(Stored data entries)

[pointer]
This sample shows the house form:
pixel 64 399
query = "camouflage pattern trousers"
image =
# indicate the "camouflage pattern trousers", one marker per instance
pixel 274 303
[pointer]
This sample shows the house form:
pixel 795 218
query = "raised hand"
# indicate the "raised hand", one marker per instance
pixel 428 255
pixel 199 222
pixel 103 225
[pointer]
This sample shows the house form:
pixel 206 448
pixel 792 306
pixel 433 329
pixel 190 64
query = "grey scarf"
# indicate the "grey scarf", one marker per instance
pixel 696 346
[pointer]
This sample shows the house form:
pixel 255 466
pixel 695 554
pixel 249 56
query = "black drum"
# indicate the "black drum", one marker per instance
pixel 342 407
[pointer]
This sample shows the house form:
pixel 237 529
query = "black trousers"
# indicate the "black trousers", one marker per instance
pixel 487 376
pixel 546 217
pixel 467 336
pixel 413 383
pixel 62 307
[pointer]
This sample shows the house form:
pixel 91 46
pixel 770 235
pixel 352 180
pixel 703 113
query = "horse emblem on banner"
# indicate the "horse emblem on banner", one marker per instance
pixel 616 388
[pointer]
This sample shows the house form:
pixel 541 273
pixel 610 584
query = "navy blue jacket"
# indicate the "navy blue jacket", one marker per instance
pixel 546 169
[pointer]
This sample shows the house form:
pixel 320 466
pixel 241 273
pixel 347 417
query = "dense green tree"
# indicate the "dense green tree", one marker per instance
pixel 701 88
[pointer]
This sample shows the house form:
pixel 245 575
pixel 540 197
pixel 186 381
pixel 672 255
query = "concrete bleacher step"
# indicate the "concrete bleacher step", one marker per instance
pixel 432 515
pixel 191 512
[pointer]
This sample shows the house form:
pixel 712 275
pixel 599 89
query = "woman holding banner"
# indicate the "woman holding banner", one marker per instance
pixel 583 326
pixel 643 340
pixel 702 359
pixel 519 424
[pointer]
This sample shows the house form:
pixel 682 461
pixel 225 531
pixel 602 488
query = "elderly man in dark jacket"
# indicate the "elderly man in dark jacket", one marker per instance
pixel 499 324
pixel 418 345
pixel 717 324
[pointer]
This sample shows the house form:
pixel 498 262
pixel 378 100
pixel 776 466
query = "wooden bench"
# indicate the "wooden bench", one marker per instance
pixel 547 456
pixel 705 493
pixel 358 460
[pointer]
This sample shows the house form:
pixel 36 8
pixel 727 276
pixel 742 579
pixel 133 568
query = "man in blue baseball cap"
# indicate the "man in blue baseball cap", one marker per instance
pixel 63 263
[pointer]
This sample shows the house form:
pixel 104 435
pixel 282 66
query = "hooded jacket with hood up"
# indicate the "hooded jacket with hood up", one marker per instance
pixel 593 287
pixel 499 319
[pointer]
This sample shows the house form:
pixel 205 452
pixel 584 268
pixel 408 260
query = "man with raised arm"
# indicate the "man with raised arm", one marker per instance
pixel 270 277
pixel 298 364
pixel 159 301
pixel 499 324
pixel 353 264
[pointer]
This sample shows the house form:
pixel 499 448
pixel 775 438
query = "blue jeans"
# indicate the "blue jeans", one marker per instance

» Assignment:
The data above should be reproduced in full and exactly.

» Output of the task:
[pointer]
This sample shows the house form:
pixel 64 399
query = "camouflage pattern trousers"
image =
# indicate the "camouflage pattern trousers", one marker per instance
pixel 274 303
[pointer]
This sample shows the house form:
pixel 795 218
query = "raised hand"
# indicate the "raised hand", one marker per instance
pixel 428 255
pixel 199 222
pixel 103 225
[pointer]
This sample shows the house form:
pixel 206 448
pixel 792 306
pixel 433 329
pixel 190 64
query = "grey scarf"
# indicate the "grey scarf", one marker per instance
pixel 696 346
[pointer]
This sample shows the house form:
pixel 255 466
pixel 695 554
pixel 249 56
query = "black drum"
# indicate the "black drum", one marker per instance
pixel 342 407
[pointer]
This sample shows the house form:
pixel 237 529
query = "black trousers"
# indicate the "black trousers", one marker per instance
pixel 487 376
pixel 546 217
pixel 467 336
pixel 413 383
pixel 62 307
[pointer]
This sample shows the house form:
pixel 91 46
pixel 770 235
pixel 352 180
pixel 703 113
query = "horse emblem on banner"
# indicate the "horse emblem on banner", one marker per instance
pixel 616 388
[pointer]
This sample shows the house form:
pixel 541 273
pixel 610 584
query = "navy blue jacket"
# indicate the "navy blue jacket", one marker per instance
pixel 546 169
[pointer]
This sample shows the house form:
pixel 320 466
pixel 241 273
pixel 347 417
query = "dense green tree"
# indicate the "dense green tree", one marker per instance
pixel 701 88
[pointer]
This sample shows the house form:
pixel 245 575
pixel 540 197
pixel 186 381
pixel 672 255
query = "concrete bleacher step"
# indicate the "concrete bleacher step", one marker per instance
pixel 432 515
pixel 191 512
[pointer]
This sample shows the house form:
pixel 712 275
pixel 599 89
query = "woman holding banner"
# indicate the "woman holding banner", one marker per instance
pixel 583 326
pixel 643 340
pixel 702 359
pixel 519 424
[pointer]
This sample shows the house form:
pixel 682 461
pixel 225 531
pixel 602 488
query = "elderly man in dark jacket"
# indicate the "elderly man in dark jacket", one marker per instance
pixel 499 324
pixel 418 345
pixel 717 324
[pointer]
This sample shows the house form:
pixel 498 262
pixel 378 100
pixel 776 466
query = "wooden bench"
# indicate the "wooden bench", one marker per instance
pixel 547 456
pixel 705 493
pixel 358 460
[pointer]
This sample shows the house form:
pixel 36 8
pixel 727 276
pixel 742 579
pixel 133 568
query = "man in blue baseball cap"
# indicate the "man in blue baseball cap", one marker per instance
pixel 63 263
[pointer]
This sample shows the house form:
pixel 104 435
pixel 282 66
query = "hooded jacket with hood up"
# indicate the "hooded jacket with hood up", one marker per instance
pixel 593 287
pixel 499 319
[pointer]
This sample shows the house form:
pixel 205 452
pixel 584 268
pixel 408 260
query = "man with raised arm"
# indicate the "man with raised arm", one marker per instance
pixel 270 277
pixel 298 364
pixel 159 301
pixel 499 324
pixel 353 264
[pointer]
This sample shows the house form:
pixel 499 448
pixel 775 438
query = "blue jeans"
# indicate the "blue jeans", one marker per instance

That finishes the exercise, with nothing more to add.